-- To-do list --
A. Summarize the electrode preparation passage in two sentences.
B. Echo word for word the stretch of the electrode preparation passage from "Both graphene (G)" through "for electrochemical analysis.".

-- Text extract --
----------------
Both graphene (G) and MoS2 were purchased from 123dnanotech (Sweden), where the materials are synthesized by an n-BuLi chemical-free method using ultrasonication-assisted liquid-phase exfoliation. 50 mg of both G and MoS2 were dry mixed in the weight ratio of 1[thin space (1/6-em)]:[thin space (1/6-em)]1 and dispersed in absolute ethanol. Characterization of the as-synthesized MoS2 and graphene with respect to the structure, microstructure, and composition is included in the ESI, Fig. S4–S7. The MoS2/G mixture concentration was 2 g mL−1. Mo1.33C composite electrode was prepared by mixing MoS2/G mixture (10 wt%) with Mo1.33C in the solution phase, followed by gentle shaking for 10 min. The resulting suspension was vacuum filtered to obtain a flexible film (∼3 μm), which was used as an electrode for electrochemical analysis.
----------------
-- Records shown --
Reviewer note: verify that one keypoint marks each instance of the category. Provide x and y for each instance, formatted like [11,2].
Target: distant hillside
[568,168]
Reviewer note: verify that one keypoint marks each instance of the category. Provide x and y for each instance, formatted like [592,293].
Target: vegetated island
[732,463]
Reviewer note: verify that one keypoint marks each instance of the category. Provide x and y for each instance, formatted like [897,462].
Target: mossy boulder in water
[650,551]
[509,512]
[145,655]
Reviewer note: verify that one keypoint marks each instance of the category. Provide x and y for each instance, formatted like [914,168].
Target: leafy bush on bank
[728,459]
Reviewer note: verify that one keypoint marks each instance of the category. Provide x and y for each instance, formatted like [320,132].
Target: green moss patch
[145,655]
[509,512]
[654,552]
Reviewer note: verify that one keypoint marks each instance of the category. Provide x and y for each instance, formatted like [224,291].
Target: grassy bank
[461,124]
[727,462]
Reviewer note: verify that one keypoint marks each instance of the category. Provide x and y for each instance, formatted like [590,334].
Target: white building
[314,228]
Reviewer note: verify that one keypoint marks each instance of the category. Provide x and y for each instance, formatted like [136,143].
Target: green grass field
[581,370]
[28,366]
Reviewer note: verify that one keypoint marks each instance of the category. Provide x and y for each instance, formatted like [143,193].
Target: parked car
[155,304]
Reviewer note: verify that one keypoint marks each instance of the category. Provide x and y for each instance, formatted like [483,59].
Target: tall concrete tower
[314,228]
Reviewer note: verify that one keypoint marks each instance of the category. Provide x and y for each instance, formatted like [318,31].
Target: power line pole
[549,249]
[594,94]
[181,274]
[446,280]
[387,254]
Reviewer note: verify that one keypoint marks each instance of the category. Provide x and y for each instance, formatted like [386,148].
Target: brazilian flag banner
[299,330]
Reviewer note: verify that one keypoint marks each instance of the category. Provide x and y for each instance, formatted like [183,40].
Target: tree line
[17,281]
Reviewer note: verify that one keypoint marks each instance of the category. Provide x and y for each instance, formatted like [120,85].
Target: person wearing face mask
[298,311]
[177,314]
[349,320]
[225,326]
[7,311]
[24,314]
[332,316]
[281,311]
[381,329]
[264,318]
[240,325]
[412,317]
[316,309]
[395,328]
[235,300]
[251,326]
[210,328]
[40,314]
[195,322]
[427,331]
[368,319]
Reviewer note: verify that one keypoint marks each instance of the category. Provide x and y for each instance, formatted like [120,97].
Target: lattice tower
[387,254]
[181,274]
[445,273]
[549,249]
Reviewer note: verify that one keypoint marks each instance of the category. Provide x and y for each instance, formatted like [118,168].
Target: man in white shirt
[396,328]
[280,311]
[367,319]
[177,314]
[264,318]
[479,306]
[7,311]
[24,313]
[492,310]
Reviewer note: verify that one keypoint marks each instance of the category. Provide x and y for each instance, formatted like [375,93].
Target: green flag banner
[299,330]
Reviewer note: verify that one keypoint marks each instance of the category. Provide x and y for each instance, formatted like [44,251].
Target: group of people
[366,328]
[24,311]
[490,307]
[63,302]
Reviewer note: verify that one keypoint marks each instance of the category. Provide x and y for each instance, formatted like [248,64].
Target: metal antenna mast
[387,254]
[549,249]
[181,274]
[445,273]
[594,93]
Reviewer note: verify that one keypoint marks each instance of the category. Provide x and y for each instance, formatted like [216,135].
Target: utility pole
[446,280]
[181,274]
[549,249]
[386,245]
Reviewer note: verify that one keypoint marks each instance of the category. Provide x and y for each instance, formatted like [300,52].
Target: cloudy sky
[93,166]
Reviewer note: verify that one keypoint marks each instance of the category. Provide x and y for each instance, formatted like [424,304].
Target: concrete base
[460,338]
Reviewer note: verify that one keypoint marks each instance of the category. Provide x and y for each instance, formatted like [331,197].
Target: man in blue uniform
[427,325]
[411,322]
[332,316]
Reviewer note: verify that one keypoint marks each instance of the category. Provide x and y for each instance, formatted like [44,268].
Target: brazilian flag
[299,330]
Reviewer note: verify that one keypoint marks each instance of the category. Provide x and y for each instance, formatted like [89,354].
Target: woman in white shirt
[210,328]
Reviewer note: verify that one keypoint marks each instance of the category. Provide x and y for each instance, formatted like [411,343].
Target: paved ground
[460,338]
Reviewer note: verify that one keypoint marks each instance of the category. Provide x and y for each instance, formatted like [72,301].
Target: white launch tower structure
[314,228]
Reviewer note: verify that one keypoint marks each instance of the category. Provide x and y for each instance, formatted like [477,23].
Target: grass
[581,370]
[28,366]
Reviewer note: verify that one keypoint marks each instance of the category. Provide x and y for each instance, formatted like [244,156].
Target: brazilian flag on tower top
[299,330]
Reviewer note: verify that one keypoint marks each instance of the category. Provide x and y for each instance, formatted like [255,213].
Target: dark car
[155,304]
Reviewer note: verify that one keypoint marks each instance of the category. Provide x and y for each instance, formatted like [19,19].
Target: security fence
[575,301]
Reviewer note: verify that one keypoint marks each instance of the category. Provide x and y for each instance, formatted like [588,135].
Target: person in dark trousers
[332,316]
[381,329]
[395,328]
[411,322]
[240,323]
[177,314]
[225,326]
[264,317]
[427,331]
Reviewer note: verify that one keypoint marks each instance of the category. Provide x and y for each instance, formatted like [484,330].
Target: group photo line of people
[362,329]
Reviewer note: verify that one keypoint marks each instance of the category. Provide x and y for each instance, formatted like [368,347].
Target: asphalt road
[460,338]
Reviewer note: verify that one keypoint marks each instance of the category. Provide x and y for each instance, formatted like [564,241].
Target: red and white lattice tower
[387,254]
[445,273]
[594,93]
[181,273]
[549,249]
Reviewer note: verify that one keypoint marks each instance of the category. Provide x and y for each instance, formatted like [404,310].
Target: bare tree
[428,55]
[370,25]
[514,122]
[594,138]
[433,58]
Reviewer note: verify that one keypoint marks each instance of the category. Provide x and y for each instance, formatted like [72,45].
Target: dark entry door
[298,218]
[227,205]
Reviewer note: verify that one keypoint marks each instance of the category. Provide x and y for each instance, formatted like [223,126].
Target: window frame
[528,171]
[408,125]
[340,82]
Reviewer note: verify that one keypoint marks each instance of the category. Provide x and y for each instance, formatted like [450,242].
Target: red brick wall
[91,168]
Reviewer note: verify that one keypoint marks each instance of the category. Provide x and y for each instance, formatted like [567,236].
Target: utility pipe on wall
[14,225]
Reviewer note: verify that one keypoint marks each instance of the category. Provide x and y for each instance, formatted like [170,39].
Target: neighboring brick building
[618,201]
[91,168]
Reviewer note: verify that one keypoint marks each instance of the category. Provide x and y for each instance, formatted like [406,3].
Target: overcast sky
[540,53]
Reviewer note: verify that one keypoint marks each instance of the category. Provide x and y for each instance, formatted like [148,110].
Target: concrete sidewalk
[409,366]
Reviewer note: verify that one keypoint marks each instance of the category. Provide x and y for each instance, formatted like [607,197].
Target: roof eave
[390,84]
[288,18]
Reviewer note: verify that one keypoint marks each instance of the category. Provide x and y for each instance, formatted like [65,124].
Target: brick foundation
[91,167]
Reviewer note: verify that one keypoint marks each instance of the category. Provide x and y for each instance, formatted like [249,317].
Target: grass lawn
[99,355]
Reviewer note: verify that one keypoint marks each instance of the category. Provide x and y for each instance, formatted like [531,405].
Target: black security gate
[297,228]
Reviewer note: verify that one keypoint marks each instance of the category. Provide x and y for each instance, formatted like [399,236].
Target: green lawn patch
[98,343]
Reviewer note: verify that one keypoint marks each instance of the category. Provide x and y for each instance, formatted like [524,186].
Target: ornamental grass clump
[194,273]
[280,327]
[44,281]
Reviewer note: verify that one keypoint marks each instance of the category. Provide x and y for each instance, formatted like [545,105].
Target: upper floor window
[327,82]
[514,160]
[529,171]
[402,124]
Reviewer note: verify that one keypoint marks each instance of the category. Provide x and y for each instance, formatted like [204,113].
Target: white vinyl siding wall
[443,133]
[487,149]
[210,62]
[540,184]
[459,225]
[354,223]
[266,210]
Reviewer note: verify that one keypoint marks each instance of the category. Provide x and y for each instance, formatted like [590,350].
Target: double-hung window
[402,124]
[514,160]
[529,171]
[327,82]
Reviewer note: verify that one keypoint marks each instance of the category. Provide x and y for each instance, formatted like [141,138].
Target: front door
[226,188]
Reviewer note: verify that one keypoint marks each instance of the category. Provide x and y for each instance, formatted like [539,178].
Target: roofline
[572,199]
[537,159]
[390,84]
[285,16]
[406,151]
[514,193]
----------------
-- Solutions for each task --
A. Graphene and MoS2 from 123dnanotech, made by an n-BuLi chemical-free ultrasonication-assisted liquid-phase exfoliation method, were dry mixed in a 1:1 weight ratio and dispersed in absolute ethanol. This MoS2/G mixture (10 wt%) was mixed with Mo1.33C in the solution phase, gently shaken for 10 min, and vacuum filtered into a flexible film of about 3 μm that served as an electrode for electrochemical analysis.

B.
Both graphene (G) and MoS2 were purchased from 123dnanotech (Sweden), where the materials are synthesized by an n-BuLi chemical-free method using ultrasonication-assisted liquid-phase exfoliation. 50 mg of both G and MoS2 were dry mixed in the weight ratio of 1[thin space (1/6-em)]:[thin space (1/6-em)]1 and dispersed in absolute ethanol. Characterization of the as-synthesized MoS2 and graphene with respect to the structure, microstructure, and composition is included in the ESI, Fig. S4–S7. The MoS2/G mixture concentration was 2 g mL−1. Mo1.33C composite electrode was prepared by mixing MoS2/G mixture (10 wt%) with Mo1.33C in the solution phase, followed by gentle shaking for 10 min. The resulting suspension was vacuum filtered to obtain a flexible film (∼3 μm), which was used as an electrode for electrochemical analysis.